→ **Brano estratto**:
★ ★ ★ ★ ★

Se questo è un calciatore. E’ stato suo malgrado il primo pentito del calcio italiano. Ci ha raccontato il lato oscuro, ci ha indicato il marcio che incrosta la pentola, ci ha svelato – nei suoi libri scomodi, controversi e in fondo disperati – un’unica verità: Babbo Natale non esiste, le luci dell’albero servono solo a stordirci e confonderci. Sincerità o convenienza? Lo dirà la storia. Carlo Petrini ci ha portato nei bassifondi miserabili, take a walk on the wild side , vieni a farti un giro nel vicolo buio del calcio. Ha denunciato il doping, le partite truccate, i pagamenti in nero, le scommesse, i giocatori corrotti e malati di sesso, gay eppure omofobi, i vizi privati, in sostanza la desolazione della tribù pallonara. In un mondo dove – anche quando si punta il dito – si procede spesso con la cautela dei vili, Petrini nei suoi libri ha fatto nomi e cognomi. (…)

★ ★ ★ ★ ★

→ **Dati forniti**:
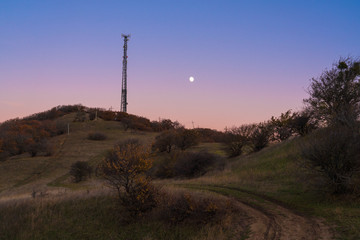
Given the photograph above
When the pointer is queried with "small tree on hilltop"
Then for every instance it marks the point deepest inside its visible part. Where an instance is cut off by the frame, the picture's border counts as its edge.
(260, 137)
(335, 154)
(335, 95)
(124, 169)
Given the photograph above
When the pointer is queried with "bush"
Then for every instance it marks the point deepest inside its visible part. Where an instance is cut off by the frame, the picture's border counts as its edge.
(260, 137)
(165, 141)
(186, 138)
(335, 154)
(194, 164)
(197, 209)
(124, 169)
(97, 136)
(80, 170)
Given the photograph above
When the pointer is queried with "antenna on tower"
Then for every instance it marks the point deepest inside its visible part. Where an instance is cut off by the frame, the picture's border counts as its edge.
(124, 76)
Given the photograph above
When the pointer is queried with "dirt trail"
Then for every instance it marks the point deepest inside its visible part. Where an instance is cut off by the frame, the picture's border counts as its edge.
(270, 220)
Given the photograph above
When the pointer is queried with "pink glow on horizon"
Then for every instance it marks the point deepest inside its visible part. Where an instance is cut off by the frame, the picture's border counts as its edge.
(250, 60)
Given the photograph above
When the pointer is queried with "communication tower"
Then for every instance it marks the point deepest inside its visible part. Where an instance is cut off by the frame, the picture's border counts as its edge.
(124, 76)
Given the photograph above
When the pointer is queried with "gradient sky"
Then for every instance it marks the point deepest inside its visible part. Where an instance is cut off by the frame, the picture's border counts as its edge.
(251, 59)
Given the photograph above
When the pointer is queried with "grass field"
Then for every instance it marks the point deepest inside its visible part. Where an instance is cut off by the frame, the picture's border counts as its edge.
(86, 210)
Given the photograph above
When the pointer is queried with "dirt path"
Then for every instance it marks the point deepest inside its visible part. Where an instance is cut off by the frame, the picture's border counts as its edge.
(271, 220)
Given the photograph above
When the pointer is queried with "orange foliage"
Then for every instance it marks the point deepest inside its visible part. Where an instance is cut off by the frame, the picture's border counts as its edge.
(124, 169)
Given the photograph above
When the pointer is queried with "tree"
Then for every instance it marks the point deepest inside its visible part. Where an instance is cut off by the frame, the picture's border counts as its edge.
(80, 170)
(236, 138)
(124, 169)
(260, 137)
(165, 141)
(335, 95)
(186, 138)
(335, 154)
(282, 126)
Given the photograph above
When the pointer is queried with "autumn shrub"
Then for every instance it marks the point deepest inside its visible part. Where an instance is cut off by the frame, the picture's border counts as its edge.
(124, 169)
(80, 170)
(177, 207)
(194, 164)
(80, 117)
(165, 141)
(96, 136)
(335, 154)
(260, 137)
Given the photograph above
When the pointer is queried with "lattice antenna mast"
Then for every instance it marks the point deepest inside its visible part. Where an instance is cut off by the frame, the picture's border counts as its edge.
(124, 76)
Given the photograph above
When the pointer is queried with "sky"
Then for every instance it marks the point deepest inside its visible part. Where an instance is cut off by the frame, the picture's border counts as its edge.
(250, 59)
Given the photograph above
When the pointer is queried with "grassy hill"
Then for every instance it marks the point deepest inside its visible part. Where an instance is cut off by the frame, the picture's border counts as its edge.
(272, 181)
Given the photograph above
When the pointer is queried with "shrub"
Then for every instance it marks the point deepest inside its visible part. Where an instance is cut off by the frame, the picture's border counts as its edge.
(194, 164)
(124, 169)
(80, 170)
(260, 138)
(335, 154)
(165, 141)
(191, 208)
(335, 95)
(97, 136)
(80, 117)
(186, 138)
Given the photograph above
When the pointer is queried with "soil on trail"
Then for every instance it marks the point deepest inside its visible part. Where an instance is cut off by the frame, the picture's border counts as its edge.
(270, 220)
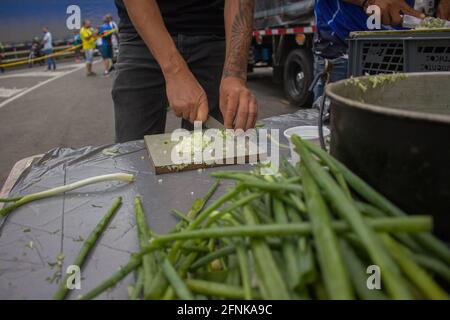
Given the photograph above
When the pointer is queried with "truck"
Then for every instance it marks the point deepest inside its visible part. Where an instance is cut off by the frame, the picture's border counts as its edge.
(283, 40)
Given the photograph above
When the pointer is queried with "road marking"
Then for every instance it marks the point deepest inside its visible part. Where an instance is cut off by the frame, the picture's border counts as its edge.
(4, 103)
(7, 93)
(32, 74)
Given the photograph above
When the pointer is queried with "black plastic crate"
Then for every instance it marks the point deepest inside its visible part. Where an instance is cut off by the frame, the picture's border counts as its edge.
(399, 51)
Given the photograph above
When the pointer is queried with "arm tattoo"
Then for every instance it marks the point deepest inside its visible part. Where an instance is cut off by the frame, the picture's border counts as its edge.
(240, 37)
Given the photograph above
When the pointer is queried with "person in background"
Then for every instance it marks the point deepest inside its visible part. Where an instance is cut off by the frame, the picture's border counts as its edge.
(47, 49)
(114, 36)
(187, 54)
(35, 52)
(105, 45)
(76, 42)
(335, 19)
(2, 55)
(88, 37)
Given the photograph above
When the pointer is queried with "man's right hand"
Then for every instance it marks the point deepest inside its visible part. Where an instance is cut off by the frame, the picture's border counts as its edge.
(392, 11)
(186, 96)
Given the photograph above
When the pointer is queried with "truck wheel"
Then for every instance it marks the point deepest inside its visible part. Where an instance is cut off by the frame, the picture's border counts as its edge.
(297, 77)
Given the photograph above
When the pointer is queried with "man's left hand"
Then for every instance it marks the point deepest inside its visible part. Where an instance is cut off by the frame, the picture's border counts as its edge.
(237, 104)
(443, 11)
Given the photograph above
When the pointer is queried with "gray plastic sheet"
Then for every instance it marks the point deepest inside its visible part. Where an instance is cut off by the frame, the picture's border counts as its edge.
(36, 234)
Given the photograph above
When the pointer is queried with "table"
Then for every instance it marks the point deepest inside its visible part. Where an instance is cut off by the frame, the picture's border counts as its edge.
(35, 235)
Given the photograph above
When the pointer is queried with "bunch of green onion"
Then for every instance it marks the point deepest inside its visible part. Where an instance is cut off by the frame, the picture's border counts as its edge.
(308, 233)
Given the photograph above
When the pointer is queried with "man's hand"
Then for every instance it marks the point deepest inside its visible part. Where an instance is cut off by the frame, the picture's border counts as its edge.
(443, 11)
(237, 104)
(392, 11)
(186, 96)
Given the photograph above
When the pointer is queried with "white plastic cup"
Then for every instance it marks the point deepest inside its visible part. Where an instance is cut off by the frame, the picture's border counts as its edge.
(310, 133)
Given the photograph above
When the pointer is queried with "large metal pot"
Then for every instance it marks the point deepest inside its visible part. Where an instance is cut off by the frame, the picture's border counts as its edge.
(397, 137)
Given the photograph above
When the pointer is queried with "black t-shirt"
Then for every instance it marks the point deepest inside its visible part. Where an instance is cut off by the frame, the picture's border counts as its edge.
(192, 17)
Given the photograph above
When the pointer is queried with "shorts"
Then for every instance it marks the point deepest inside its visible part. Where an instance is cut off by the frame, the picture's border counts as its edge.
(106, 51)
(89, 55)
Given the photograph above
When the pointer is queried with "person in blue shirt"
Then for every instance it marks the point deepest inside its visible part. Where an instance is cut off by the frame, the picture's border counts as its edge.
(106, 45)
(335, 19)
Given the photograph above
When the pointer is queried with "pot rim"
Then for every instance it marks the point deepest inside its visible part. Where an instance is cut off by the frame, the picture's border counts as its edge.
(416, 115)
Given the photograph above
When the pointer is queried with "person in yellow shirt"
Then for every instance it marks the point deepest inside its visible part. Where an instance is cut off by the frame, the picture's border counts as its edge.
(88, 37)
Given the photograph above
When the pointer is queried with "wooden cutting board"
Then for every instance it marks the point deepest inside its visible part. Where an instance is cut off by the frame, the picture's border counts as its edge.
(160, 148)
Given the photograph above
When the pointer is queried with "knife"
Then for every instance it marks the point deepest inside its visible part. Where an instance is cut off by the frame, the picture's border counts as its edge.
(212, 123)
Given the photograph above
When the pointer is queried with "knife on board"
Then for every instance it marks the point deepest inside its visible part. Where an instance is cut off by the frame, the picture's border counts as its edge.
(213, 123)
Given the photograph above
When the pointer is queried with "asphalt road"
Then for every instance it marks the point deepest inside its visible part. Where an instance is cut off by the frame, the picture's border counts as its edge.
(42, 110)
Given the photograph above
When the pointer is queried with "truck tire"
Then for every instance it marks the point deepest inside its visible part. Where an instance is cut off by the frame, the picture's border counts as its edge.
(297, 77)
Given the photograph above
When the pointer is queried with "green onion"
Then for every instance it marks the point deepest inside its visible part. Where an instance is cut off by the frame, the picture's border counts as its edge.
(60, 190)
(88, 246)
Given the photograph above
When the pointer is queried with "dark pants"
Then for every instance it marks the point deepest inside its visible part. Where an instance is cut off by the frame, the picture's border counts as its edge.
(139, 93)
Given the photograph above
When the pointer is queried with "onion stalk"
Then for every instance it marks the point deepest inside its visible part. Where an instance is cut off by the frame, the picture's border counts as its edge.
(22, 200)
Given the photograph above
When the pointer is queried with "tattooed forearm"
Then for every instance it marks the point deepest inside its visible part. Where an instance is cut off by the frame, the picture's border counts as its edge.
(239, 27)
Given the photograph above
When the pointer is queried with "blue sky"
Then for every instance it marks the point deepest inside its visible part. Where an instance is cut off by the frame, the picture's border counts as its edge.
(21, 20)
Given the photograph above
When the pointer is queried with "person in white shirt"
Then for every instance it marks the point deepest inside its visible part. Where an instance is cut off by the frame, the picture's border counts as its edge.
(47, 49)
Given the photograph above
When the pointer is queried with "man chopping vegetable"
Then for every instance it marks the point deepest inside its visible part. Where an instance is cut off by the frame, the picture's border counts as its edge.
(189, 55)
(335, 20)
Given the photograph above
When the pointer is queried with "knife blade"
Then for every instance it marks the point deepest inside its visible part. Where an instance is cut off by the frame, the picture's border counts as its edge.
(212, 123)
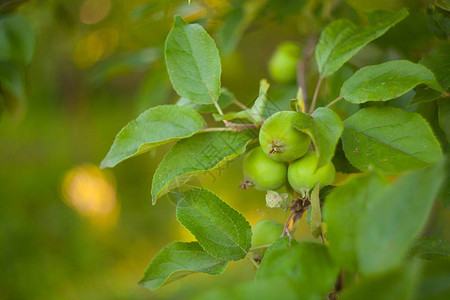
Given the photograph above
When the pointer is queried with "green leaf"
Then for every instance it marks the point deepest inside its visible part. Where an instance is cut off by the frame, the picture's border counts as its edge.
(178, 260)
(439, 63)
(17, 39)
(280, 244)
(253, 114)
(226, 98)
(397, 284)
(389, 139)
(395, 217)
(343, 209)
(324, 127)
(154, 127)
(444, 116)
(316, 214)
(193, 62)
(201, 153)
(307, 265)
(221, 231)
(342, 39)
(430, 249)
(386, 81)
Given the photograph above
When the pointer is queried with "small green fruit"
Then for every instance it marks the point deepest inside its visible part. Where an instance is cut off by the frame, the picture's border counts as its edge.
(280, 141)
(263, 173)
(302, 177)
(265, 232)
(283, 63)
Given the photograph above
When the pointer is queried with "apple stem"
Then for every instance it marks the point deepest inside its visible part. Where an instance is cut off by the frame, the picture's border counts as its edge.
(316, 94)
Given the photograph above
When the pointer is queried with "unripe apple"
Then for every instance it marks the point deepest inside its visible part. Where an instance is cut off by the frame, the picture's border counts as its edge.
(302, 175)
(283, 63)
(263, 173)
(280, 141)
(265, 232)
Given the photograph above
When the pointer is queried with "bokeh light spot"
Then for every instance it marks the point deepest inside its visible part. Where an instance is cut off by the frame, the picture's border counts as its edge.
(90, 192)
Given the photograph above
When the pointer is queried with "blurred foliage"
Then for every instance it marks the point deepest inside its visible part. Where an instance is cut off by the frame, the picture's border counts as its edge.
(72, 73)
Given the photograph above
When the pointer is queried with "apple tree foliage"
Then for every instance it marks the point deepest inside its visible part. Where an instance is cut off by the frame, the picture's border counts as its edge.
(372, 246)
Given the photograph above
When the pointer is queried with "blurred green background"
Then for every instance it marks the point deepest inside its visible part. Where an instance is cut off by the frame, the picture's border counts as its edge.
(71, 231)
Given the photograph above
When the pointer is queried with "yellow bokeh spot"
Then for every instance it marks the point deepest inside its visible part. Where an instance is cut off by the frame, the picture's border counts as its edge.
(93, 11)
(91, 193)
(97, 45)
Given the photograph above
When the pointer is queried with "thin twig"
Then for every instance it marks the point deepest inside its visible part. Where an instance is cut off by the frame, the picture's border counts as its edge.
(217, 129)
(239, 103)
(286, 225)
(219, 110)
(240, 127)
(316, 94)
(260, 247)
(334, 101)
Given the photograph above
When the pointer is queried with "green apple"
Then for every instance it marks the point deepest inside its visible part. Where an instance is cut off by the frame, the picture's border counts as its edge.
(283, 63)
(265, 232)
(302, 173)
(280, 141)
(263, 173)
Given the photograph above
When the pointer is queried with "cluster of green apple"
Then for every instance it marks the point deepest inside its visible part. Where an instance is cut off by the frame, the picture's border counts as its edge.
(284, 157)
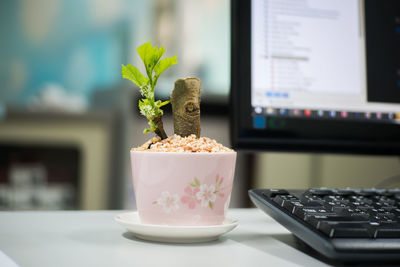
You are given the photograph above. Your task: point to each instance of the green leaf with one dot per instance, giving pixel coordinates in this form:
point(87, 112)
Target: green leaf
point(165, 64)
point(132, 73)
point(164, 103)
point(150, 56)
point(159, 104)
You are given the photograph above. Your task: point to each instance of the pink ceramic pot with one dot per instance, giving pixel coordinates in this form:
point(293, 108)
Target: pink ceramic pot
point(177, 188)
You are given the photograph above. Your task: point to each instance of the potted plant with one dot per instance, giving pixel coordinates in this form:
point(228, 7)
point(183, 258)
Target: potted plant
point(184, 179)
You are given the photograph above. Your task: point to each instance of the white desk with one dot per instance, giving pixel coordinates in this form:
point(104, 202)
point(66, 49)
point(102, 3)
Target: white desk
point(92, 238)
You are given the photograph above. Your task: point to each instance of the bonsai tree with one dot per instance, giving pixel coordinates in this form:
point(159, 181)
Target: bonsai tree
point(185, 97)
point(154, 66)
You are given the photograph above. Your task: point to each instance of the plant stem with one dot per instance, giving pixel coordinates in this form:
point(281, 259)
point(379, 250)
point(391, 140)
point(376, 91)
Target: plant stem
point(160, 128)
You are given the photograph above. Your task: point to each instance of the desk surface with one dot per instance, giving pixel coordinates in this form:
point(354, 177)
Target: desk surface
point(92, 238)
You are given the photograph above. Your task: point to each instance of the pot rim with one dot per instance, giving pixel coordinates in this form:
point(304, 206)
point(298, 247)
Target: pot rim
point(184, 153)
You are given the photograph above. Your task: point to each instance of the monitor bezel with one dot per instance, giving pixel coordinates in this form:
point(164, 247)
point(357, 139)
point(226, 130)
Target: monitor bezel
point(303, 135)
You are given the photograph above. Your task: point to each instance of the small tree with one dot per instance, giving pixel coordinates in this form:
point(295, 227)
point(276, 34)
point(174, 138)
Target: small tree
point(148, 106)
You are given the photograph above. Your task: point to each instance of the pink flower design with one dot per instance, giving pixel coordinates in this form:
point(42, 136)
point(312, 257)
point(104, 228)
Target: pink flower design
point(206, 195)
point(168, 201)
point(190, 197)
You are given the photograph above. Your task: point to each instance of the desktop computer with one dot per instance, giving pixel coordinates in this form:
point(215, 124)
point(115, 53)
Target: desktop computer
point(321, 76)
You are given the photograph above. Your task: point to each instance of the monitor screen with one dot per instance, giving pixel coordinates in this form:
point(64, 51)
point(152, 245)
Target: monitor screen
point(316, 76)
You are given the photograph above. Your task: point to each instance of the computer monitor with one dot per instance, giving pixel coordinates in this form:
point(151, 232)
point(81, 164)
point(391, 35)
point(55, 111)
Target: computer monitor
point(316, 76)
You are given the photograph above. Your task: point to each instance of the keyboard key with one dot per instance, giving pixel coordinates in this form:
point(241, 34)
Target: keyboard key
point(345, 230)
point(275, 192)
point(387, 232)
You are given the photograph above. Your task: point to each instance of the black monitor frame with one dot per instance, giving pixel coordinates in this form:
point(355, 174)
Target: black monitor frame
point(294, 134)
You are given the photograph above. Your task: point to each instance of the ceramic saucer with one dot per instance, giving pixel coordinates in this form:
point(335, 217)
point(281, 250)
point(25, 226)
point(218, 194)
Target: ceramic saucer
point(173, 234)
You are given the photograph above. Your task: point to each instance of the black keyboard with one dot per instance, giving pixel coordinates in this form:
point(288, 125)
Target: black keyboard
point(341, 224)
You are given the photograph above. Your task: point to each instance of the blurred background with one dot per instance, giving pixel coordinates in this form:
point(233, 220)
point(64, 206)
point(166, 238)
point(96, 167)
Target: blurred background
point(68, 119)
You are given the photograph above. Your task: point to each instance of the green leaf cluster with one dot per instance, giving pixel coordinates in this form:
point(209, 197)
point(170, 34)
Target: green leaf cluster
point(155, 66)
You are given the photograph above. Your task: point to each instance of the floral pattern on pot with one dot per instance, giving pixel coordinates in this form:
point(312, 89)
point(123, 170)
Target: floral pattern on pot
point(168, 201)
point(195, 193)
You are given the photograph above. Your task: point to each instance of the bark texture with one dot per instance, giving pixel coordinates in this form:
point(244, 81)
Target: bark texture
point(185, 101)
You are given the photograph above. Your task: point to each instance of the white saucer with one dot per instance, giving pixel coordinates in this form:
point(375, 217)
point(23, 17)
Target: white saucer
point(173, 234)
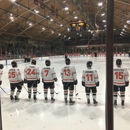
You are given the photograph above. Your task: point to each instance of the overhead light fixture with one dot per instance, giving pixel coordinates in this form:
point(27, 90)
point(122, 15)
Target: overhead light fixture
point(68, 29)
point(43, 28)
point(100, 4)
point(104, 21)
point(125, 26)
point(102, 14)
point(66, 8)
point(36, 11)
point(75, 17)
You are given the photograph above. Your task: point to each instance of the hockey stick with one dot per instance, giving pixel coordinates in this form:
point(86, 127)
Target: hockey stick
point(56, 92)
point(75, 91)
point(27, 90)
point(4, 91)
point(0, 113)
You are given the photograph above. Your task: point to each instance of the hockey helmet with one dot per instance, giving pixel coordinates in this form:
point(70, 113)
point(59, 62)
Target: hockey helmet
point(118, 62)
point(89, 64)
point(67, 61)
point(14, 64)
point(1, 66)
point(47, 62)
point(33, 62)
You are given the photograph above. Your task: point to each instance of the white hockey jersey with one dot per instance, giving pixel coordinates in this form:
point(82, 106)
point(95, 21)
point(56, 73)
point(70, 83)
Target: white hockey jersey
point(48, 74)
point(90, 77)
point(68, 74)
point(31, 73)
point(1, 72)
point(120, 76)
point(14, 75)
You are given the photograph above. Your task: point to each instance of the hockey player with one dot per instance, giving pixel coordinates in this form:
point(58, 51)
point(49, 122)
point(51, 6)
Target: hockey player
point(48, 77)
point(1, 72)
point(69, 79)
point(16, 81)
point(90, 81)
point(120, 81)
point(32, 78)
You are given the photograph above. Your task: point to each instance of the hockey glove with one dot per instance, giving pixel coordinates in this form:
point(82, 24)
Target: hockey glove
point(38, 81)
point(0, 82)
point(126, 83)
point(75, 82)
point(97, 84)
point(25, 81)
point(55, 79)
point(83, 83)
point(43, 80)
point(21, 83)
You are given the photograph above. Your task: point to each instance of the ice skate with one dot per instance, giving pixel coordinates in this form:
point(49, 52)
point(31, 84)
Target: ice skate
point(88, 101)
point(115, 103)
point(11, 98)
point(71, 102)
point(95, 102)
point(52, 100)
point(16, 98)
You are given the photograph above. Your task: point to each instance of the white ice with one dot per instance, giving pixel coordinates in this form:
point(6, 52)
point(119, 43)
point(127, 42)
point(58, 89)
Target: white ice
point(27, 115)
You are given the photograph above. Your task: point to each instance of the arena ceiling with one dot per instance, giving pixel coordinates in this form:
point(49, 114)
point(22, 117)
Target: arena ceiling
point(50, 20)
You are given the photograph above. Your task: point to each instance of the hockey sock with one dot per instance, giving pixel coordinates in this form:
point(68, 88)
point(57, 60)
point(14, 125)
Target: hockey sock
point(29, 90)
point(88, 95)
point(34, 91)
point(65, 93)
point(18, 92)
point(94, 96)
point(12, 92)
point(122, 97)
point(52, 93)
point(45, 92)
point(71, 95)
point(114, 97)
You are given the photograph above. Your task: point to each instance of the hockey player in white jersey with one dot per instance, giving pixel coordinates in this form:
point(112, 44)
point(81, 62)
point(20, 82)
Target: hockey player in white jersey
point(90, 81)
point(1, 72)
point(32, 78)
point(16, 81)
point(48, 78)
point(120, 81)
point(69, 79)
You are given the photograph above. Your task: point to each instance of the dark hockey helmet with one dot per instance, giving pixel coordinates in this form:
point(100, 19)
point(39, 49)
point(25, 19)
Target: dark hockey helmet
point(67, 61)
point(118, 62)
point(33, 62)
point(14, 64)
point(47, 62)
point(89, 64)
point(1, 66)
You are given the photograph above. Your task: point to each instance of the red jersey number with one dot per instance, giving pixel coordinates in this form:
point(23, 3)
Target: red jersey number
point(11, 74)
point(89, 77)
point(31, 72)
point(119, 75)
point(67, 72)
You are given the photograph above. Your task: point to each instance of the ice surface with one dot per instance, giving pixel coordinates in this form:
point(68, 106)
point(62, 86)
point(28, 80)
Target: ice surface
point(27, 115)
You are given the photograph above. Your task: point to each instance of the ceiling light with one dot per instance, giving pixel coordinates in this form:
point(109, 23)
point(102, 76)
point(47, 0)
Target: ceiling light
point(100, 4)
point(68, 29)
point(104, 21)
point(43, 28)
point(51, 20)
point(125, 26)
point(102, 14)
point(75, 17)
point(36, 11)
point(66, 8)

★ ★ ★ ★ ★

→ **Verifica comprensione**:
(A) Cita dal brano su Carlo Petrini tutto il passo che va da "Se questo è" fino a "e cognomi. (…)".
(B) Secondo il brano su Carlo Petrini, le affermazioni seguenti sono vere? Per ciascuna rispondi sì o no e riporta tra virgolette le parole del brano che lo stabiliscono. (i) Petrini nei suoi libri ha indicato le persone per nome. (ii) Il brano afferma con certezza che Petrini ha parlato per convenienza. (iii) Petrini ha denunciato anche le partite truccate.
(C) Come viene definito Carlo Petrini all'inizio del brano?
Le voci non hanno alcun ruolo in questo lavoro.

→ **Risposte in ordine**:
(A)
Se questo è un calciatore. E’ stato suo malgrado il primo pentito del calcio italiano. Ci ha raccontato il lato oscuro, ci ha indicato il marcio che incrosta la pentola, ci ha svelato – nei suoi libri scomodi, controversi e in fondo disperati – un’unica verità: Babbo Natale non esiste, le luci dell’albero servono solo a stordirci e confonderci. Sincerità o convenienza? Lo dirà la storia. Carlo Petrini ci ha portato nei bassifondi miserabili, take a walk on the wild side , vieni a farti un giro nel vicolo buio del calcio. Ha denunciato il doping, le partite truccate, i pagamenti in nero, le scommesse, i giocatori corrotti e malati di sesso, gay eppure omofobi, i vizi privati, in sostanza la desolazione della tribù pallonara. In un mondo dove – anche quando si punta il dito – si procede spesso con la cautela dei vili, Petrini nei suoi libri ha fatto nomi e cognomi. (…)

(B)
(i) Sì: "Petrini nei suoi libri ha fatto nomi e cognomi."
(ii) No: "Sincerità o convenienza? Lo dirà la storia."
(iii) Sì: "Ha denunciato il doping, le partite truccate".

(C) Come il primo pentito del calcio italiano.